* BEGIN Passage *

Re: [PATCH v2] sched/cache: Reduce the overhead of task_cache_work by only scan the visisted cpus.
From: Chen, Yu C
Date: Mon Apr 20 2026 - 03:54:19 EST
On 4/18/2026 5:01 PM, Luo Gengkun wrote:
On 2026/4/15 11:10, Chen, Yu C wrote:
Hi Gengkun,
[ ... ]
Do we really need to access rq->cpu_epoch under the lock for read scenarios?@@ -1736,8 +1746,17 @@ static void task_cache_work(struct callback_head *work)
continue;
for_each_cpu(i, sched_domain_span(sd)) {
- occ = fraction_mm_sched(cpu_rq(i),
- per_cpu_ptr(mm->sc_stat.pcpu_sched, i));
+ struct rq *rq = cpu_rq(i);
+ struct sched_cache_time *pcpu_sched = per_cpu_ptr(mm->sc_stat.pcpu_sched, i);
+ /* Skip the rq that has not been hit for a long time */
+ if (sched_cache_timeout_enabled() &&
+ cpumask_test_cpu(cpu_of(rq), &mm- >sc_stat.visited_cpus) &&
cpumask_test_cpu(i) should be fine. The rq access above doesn't hold cpu_epoch_lock.
I wonder if we can safely calculate rq->cpu_epoch - pcpu_sched->epoch
inside fraction_mm_sched while holding the lock?
I noticed task_tick_cache accesses it directly. Plus, moving this access outside
the lock would help reduce lock contention.
Good question. task_tick_cache() access local rq->cpu_epoch with rq->lock held
and irq disabled, while task_cache_work() is running with irq enabled without
any rq->lock hold, and might not be run on local rq - see __exit_to_user_mode_loop(),
it checks _TIF_NEED_RESCHED before _TIF_NOTIFY_RESUME, so p could be switched out
and woken up and run task_cache_work() on a different CPU.
That is to say, I just wonder if there could be a race window
that bring inconsistency between two reads of rq->cpu_epoch - pcpu_sched->epoch
- not necessary a critical issue though.
thanks,
Chenyu

* END Passage *
* BEGIN Data provided *

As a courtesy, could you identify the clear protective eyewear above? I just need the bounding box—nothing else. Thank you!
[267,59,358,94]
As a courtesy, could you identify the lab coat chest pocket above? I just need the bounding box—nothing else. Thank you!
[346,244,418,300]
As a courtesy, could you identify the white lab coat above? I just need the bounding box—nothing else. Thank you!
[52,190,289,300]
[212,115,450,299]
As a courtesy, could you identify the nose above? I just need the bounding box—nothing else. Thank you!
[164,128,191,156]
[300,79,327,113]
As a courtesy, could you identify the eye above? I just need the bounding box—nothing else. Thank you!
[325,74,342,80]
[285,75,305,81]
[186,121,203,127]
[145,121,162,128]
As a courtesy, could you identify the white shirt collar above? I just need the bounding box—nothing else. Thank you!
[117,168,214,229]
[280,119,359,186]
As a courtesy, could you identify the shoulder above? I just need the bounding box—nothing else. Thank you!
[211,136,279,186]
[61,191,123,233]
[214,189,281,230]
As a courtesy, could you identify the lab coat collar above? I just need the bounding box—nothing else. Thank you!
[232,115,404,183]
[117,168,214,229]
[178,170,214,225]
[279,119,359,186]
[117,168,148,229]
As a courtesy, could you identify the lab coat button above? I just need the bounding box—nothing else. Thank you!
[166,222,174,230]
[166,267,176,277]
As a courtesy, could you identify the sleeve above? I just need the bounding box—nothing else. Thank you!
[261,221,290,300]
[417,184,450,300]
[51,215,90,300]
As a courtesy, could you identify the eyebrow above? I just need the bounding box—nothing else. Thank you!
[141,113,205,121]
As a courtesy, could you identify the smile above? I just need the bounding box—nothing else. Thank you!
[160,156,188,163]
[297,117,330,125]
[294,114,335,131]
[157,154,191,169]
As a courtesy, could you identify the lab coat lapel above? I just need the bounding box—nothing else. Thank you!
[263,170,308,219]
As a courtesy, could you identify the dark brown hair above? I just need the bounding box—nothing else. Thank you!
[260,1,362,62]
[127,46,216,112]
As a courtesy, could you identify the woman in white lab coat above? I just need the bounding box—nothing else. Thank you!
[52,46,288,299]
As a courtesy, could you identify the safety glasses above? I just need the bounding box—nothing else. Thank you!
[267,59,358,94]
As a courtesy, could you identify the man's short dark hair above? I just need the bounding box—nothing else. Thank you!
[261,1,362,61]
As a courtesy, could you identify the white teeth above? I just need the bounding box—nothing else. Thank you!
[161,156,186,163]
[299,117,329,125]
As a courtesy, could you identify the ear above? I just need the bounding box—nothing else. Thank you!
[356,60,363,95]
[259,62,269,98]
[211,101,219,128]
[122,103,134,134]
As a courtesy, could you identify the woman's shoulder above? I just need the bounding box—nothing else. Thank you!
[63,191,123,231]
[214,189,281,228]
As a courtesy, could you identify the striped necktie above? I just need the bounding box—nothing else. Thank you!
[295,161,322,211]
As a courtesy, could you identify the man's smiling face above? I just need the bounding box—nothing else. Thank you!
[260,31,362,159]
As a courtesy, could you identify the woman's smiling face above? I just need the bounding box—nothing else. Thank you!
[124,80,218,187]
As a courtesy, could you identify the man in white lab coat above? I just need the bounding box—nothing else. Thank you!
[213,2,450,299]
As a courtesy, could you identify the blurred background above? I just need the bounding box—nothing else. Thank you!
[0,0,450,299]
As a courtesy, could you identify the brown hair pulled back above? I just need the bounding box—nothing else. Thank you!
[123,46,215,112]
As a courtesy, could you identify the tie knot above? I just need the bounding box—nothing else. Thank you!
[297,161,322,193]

* END Data provided *

Tasks:
1 - Reproduce the section of the patch thread that begins at the words "Good question. task_tick_cache()" and stops after the words "a different CPU.".
2 - List every date that appears in the patch thread.
3 - Summarize the patch thread in two sentences.

Results by task:
1 -
Good question. task_tick_cache() access local rq->cpu_epoch with rq->lock held
and irq disabled, while task_cache_work() is running with irq enabled without
any rq->lock hold, and might not be run on local rq - see __exit_to_user_mode_loop(),
it checks _TIF_NEED_RESCHED before _TIF_NOTIFY_RESUME, so p could be switched out
and woken up and run task_cache_work() on a different CPU.

2 -
- Mon Apr 20 2026
- 4/18/2026
- 2026/4/15

3 - The thread raises whether rq->cpu_epoch must be read under the lock in task_cache_work, since task_tick_cache accesses it directly and moving the access outside the lock would reduce lock contention. Chen Yu replies that task_tick_cache() reads the local rq->cpu_epoch with rq->lock held and irq disabled, whereas task_cache_work() runs with irq enabled, holds no rq->lock, and may run on a different CPU, so a race window could make two reads of rq->cpu_epoch - pcpu_sched->epoch inconsistent, though not necessarily critically.